### Directions
a) Render the sentence "In this regard, Mowgli is an example of empiricism." from the passage on Mowgli below into Spanish.
b) In the passage on Mowgli below, substitute "abilities" for "skills" and write out the part that opens with the words containing "Experience and Knowledge" and closes with "himself as a wolf.".
c) According to the passage on Mowgli below, why is Mowgli described as an example of empiricism? Answer in one to three sentences.

### Passage to read
________________
Nature versus Nurture
The nature part of the story pertains to Mowgli’s innate classification as a human. His body is human, hairless and upright. The nurture part of the story pertains to his learned traits and characteristics. His extended foster family teaches him everything he must know to be a wolf. He hunts when he is hungry; he sleeps in a cave with his family. Mowgli understands and lives by the Law of the Jungle. Mowgli’s identity grows based on both his innate nature and the conditioning he receives from his surrogate family. Although he never breaks the Law of the Jungle, he continues to develop his prowess as a human being. This fact is evident in his ability to stare down any animal in the jungle. In addition, Mowgli grows as a human even though he follows the jungle code. He understands and recognizes himself as being like the villagers even though he feels as if he could live as a wolf for all of his days.
Experience and Knowledge
Mowgli develops an understanding of the jungle based on his experience. Interacting with the jungle and the teachings of Baloo, Bagheera, his family, and the pack shape his experience and develop his knowledge of the jungle. In this regard, Mowgli is an example of empiricism. With his accumulation of knowledge through experience, Mowgli is able to develop the skills necessary for survival and pleasure in the jungle. Experience provides him with knowledge, both of the jungle and of himself as a wolf.
________________
### Dataset content
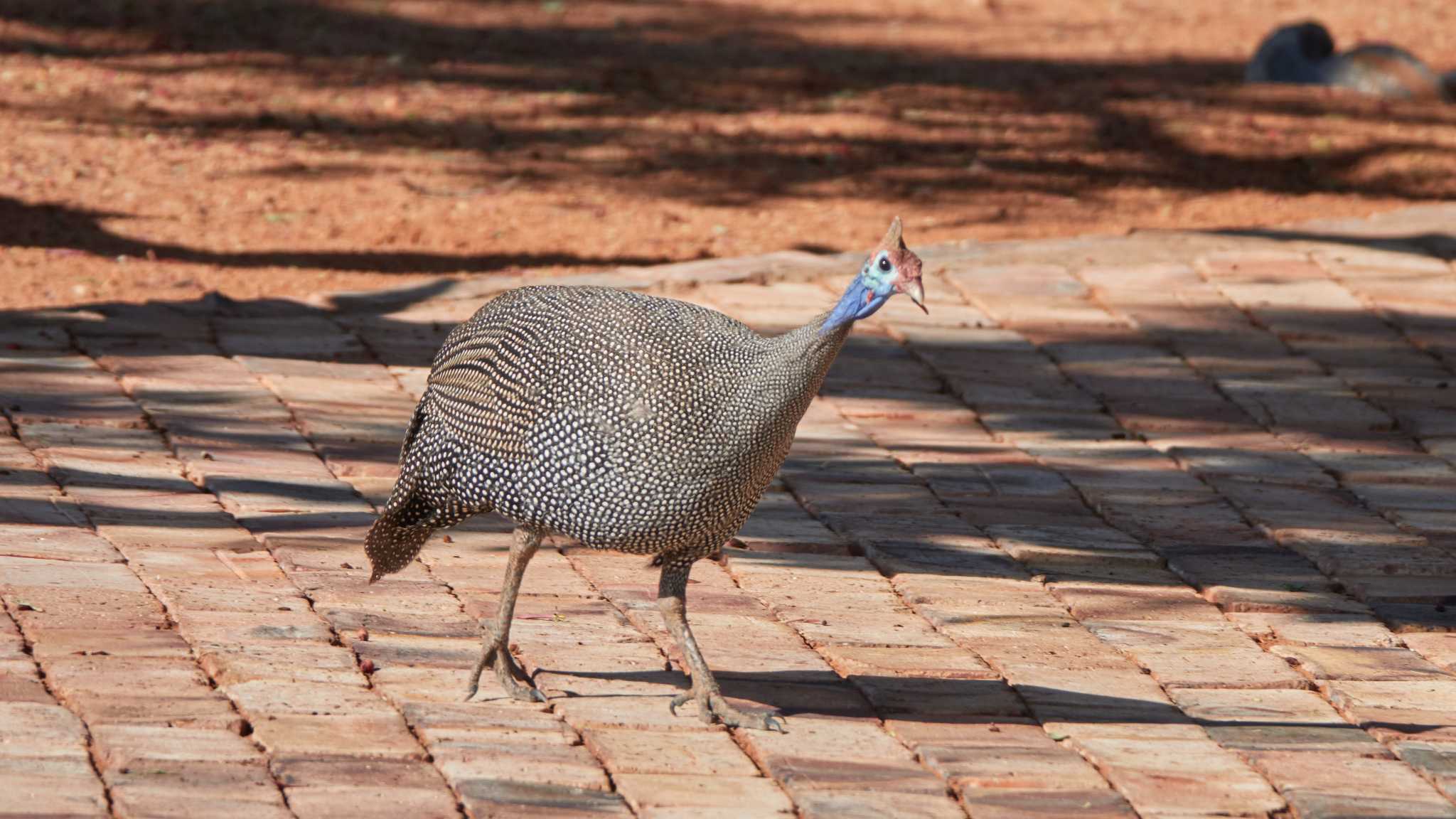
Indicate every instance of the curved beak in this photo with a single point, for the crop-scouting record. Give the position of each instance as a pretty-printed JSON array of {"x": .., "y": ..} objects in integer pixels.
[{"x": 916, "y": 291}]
________________
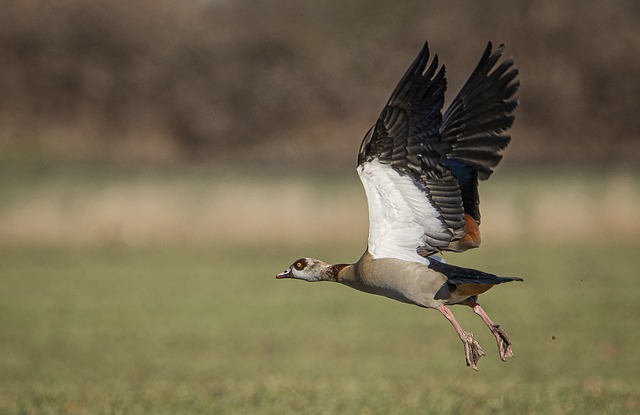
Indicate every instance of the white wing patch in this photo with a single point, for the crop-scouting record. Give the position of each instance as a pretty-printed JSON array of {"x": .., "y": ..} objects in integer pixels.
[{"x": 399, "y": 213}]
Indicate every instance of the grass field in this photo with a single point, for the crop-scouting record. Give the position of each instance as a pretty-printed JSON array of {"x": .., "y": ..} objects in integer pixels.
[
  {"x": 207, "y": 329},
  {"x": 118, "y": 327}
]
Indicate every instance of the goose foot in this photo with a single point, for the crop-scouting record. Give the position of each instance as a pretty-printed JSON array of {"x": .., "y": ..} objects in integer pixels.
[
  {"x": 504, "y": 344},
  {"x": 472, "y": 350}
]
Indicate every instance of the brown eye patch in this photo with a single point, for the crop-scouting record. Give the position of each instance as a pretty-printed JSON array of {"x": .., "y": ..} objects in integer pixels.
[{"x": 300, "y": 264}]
________________
### Written responses
a) En este sentido, Mowgli es un ejemplo de empirismo.

b)
Experience and Knowledge
Mowgli develops an understanding of the jungle based on his experience. Interacting with the jungle and the teachings of Baloo, Bagheera, his family, and the pack shape his experience and develop his knowledge of the jungle. In this regard, Mowgli is an example of empiricism. With his accumulation of knowledge through experience, Mowgli is able to develop the abilities necessary for survival and pleasure in the jungle. Experience provides him with knowledge, both of the jungle and of himself as a wolf.

c) Mowgli is described as an example of empiricism because his understanding of the jungle develops from experience. His interaction with the jungle and the teachings of Baloo, Bagheera, his family, and the pack shape that experience and build his knowledge.